> _To be done_: Extract the entries below from the line containing "If you could pin the held" through the line containing "column 146, row 586", inclusive, and reproduce those lines unchanged.

Start Data rows

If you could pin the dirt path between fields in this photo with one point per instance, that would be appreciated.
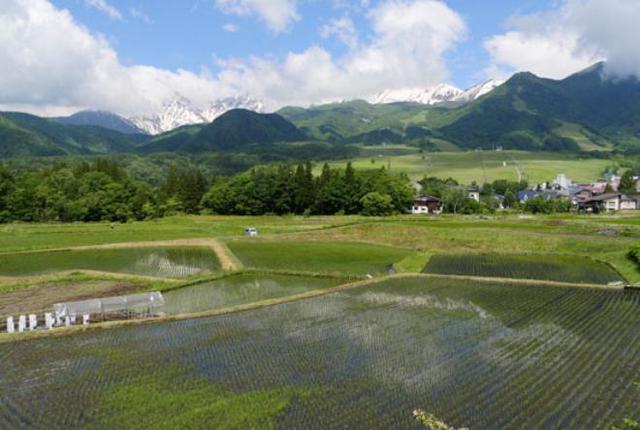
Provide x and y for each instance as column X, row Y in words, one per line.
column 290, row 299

End Data rows
Start Data rows

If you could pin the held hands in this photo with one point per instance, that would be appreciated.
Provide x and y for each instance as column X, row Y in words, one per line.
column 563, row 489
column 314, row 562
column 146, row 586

End Data rows

> _Correct result_:
If you could pin the held hands in this photo with one point per instance, that would be appreciated.
Provide x and y for each instance as column X, row Y in words, one per line.
column 563, row 489
column 314, row 562
column 146, row 586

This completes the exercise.